_SOURCE TEXT_
* Start *

# Extensibility criterion ruling out gradient blow-up in a quasilinear   degenerate chemotaxis system with flux limitation

**Authors:** Masaaki Mizukami, Tatsuhiko Ono, Tomomi Yokota

arXiv: 1903.00124 · 2019-04-07

## TL;DR

This paper establishes conditions under which solutions to a quasilinear degenerate chemotaxis system with flux limitation exist globally and do not exhibit gradient blow-up, extending previous results to more general parameters.

## Contribution

It derives local existence and blow-up criteria for a chemotaxis system with flux limitation for broader parameter ranges, and proves global boundedness when certain inequalities are satisfied.

## Key findings

- Local existence and extensibility criteria for p,q ≥ 1.
- Global existence and boundedness when p > q + 1 - 1/n.
- Extension of previous results to more general parameter ranges.

* End *

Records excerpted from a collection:
* Start *

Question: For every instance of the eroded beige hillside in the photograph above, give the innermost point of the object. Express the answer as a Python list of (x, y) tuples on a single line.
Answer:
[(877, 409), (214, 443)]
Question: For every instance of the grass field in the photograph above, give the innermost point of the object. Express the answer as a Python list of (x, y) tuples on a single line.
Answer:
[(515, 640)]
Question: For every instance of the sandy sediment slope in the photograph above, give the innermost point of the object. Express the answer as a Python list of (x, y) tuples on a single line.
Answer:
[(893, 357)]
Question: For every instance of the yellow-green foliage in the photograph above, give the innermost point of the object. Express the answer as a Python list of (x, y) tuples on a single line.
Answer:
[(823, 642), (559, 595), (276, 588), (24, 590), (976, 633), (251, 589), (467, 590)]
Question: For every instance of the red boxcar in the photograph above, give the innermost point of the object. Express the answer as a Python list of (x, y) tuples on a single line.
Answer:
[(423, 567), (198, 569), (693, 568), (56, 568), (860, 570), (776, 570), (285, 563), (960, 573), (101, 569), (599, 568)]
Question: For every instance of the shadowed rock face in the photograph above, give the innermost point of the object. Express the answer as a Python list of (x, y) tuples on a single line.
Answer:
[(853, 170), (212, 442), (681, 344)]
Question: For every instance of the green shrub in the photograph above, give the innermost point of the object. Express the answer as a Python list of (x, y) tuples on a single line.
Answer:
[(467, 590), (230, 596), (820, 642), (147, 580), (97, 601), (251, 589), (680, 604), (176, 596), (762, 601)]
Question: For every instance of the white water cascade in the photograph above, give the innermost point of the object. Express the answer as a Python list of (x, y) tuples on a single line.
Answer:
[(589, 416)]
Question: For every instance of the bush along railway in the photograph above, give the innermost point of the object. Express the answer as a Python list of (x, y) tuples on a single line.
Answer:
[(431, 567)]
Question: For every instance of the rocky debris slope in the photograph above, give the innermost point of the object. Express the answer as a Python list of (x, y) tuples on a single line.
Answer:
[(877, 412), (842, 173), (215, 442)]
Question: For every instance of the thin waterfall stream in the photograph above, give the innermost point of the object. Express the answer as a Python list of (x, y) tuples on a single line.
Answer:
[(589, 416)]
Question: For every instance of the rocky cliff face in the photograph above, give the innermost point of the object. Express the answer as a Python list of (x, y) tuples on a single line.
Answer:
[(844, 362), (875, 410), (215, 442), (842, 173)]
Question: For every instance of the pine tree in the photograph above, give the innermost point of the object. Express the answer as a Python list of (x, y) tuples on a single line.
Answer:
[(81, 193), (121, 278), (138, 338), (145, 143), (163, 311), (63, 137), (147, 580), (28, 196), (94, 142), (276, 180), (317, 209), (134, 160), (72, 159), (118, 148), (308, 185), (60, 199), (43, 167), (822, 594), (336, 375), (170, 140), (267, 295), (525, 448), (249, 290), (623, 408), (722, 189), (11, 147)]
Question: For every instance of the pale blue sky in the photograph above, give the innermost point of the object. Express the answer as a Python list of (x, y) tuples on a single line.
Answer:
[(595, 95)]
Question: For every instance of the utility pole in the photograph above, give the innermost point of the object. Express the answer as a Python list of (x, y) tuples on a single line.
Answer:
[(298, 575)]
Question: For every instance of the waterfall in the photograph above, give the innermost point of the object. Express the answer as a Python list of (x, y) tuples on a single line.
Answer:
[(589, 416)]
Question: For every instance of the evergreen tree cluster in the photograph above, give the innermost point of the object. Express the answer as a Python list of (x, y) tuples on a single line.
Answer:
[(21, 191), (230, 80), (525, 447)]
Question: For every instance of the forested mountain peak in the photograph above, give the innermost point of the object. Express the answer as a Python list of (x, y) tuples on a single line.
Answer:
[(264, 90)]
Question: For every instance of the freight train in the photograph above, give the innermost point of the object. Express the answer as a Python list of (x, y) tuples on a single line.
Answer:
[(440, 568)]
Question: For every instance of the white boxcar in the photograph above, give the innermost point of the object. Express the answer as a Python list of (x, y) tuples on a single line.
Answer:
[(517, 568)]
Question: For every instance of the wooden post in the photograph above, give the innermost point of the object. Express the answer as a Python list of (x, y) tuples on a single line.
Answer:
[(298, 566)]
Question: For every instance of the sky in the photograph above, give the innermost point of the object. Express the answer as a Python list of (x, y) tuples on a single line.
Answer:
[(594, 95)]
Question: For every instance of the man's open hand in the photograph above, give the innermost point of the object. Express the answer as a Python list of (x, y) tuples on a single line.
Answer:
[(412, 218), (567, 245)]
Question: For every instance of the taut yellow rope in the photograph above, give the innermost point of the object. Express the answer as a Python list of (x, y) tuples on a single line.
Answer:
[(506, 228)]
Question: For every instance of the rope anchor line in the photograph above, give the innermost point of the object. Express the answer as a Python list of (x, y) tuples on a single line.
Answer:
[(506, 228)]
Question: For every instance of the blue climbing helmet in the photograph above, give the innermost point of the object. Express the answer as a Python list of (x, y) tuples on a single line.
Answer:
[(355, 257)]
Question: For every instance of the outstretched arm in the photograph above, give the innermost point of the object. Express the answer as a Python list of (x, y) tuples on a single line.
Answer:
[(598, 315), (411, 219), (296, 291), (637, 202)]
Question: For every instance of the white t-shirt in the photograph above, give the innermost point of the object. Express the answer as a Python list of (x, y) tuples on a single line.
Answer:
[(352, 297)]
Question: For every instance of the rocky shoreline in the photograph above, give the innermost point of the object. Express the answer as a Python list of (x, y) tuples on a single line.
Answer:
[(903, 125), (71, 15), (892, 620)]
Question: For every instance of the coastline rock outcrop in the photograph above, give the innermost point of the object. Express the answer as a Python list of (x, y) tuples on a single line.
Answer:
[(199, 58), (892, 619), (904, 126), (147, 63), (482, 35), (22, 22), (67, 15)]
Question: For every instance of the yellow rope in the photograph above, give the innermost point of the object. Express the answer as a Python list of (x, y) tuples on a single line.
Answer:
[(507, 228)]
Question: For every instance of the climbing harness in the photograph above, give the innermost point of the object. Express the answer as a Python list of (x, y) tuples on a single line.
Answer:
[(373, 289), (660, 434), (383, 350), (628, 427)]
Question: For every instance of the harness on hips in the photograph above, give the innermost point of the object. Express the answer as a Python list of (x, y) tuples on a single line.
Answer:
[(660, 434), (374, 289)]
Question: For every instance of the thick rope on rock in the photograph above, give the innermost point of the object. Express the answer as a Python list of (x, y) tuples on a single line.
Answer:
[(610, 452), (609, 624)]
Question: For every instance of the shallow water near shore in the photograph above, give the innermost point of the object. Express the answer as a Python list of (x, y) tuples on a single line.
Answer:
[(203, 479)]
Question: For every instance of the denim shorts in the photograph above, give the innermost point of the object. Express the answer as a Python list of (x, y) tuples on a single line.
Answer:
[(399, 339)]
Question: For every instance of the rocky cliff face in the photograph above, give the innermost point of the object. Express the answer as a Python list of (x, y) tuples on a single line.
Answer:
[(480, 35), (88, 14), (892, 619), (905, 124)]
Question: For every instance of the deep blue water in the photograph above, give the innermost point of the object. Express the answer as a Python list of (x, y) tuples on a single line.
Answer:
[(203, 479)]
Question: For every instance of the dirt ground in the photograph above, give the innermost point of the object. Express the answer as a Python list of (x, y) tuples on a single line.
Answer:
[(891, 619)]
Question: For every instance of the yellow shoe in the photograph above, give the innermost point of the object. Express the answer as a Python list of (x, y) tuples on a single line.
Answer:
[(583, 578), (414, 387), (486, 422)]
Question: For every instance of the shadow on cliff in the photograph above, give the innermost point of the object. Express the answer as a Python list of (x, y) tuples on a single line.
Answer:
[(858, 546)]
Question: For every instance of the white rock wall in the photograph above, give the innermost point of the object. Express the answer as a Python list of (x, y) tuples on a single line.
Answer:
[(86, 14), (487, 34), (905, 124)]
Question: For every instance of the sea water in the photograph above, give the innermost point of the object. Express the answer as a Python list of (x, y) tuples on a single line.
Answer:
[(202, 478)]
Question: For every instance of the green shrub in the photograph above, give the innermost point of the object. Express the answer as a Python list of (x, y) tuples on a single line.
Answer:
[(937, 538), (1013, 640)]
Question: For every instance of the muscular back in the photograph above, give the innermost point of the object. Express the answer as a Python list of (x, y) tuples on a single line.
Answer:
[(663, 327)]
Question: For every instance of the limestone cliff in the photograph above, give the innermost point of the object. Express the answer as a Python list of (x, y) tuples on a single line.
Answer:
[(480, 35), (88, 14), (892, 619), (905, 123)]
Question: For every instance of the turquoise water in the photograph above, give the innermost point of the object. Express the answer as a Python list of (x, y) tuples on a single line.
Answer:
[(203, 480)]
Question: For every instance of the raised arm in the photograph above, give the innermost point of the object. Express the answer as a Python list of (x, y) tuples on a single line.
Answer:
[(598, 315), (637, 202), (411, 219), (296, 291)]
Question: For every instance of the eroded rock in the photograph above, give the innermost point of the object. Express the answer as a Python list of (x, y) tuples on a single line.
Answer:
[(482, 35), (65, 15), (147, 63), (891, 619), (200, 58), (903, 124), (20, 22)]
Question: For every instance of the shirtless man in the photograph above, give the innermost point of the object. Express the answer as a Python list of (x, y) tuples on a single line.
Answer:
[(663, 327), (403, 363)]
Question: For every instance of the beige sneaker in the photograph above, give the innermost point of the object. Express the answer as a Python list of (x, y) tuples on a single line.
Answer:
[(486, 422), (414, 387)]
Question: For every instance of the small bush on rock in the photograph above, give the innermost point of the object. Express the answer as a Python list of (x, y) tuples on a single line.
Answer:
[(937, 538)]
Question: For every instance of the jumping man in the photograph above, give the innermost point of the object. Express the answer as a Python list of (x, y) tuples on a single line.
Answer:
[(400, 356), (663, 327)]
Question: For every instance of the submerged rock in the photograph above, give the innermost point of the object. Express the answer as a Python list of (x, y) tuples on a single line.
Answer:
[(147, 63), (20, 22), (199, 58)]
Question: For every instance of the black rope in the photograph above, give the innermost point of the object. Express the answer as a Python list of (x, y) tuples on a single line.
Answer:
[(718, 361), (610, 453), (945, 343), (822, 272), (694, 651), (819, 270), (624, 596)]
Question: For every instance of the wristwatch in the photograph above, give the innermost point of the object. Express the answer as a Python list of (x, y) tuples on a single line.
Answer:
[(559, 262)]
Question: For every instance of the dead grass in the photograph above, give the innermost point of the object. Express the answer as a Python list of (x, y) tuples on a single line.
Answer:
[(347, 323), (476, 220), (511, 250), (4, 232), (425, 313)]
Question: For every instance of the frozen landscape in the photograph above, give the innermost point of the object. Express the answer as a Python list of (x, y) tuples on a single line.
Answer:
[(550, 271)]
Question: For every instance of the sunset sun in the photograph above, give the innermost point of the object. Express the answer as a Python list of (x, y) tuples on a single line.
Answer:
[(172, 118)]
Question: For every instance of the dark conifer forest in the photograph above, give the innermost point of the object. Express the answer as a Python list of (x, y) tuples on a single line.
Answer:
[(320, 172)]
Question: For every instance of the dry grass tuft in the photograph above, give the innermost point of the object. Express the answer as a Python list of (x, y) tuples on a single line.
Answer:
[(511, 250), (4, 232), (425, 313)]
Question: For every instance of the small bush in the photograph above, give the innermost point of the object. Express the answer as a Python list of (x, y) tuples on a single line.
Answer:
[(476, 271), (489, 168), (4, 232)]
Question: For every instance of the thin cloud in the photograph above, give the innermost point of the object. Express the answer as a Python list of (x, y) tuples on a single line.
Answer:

* End *

_JOB 1_
According to the chemotaxis paper summary, under what inequality do solutions exist globally and stay bounded?
_JOB 2_
Continue the chemotaxis paper summary from where it stops.
These entries are separate from the chemotaxis paper summary.

_EXPECTED ANSWER 1_
When p > q + 1 - 1/n.

_EXPECTED ANSWER 2_
## Abstract

This paper deals with the quasilinear degenerate chemotaxis system with flux limitation \begin{equation*} \begin{cases} u_t = \nabla\cdot\left(\dfrac{u^p \nabla u}{\sqrt{u^2 + |\nabla u|^2}} \right) -\chi \nabla\cdot\left(\dfrac{u^q\nabla v}{\sqrt{1 + |\nabla v|^2}}\right), \\[1mm] 0 = \Delta v - \mu + u \end{cases}\end{equation*} under no-flux boundary conditions in balls $\Omega\subset\mathbb{R}^n$, and the initial condition $u|_{t=0}=u_0$ for a radially symmetric and positive initial data $u_0\in C^3(\overline{\Omega})$, where $\chi>0$ and $\mu:=\frac{1}{|\Omega|}\int_{\Omega}u_0$. Bellomo--Winkler (Comm.\ Partial Differential Equations;2017;42;436--473) proved local existence of unique classical solutions and extensibility criterion ruling out gradient blow-up as well as global existence and boundedness of solutions when $p=q=1$ under some conditions for $\chi$ and $\int_\Omega u_0$. This paper derives local existence and extensibility criterion ruling out gradient blow-up when $p,q\geq 1$, and moreover shows global existence and boundedness of solutions when $p>q+1-\frac{1}{n}$.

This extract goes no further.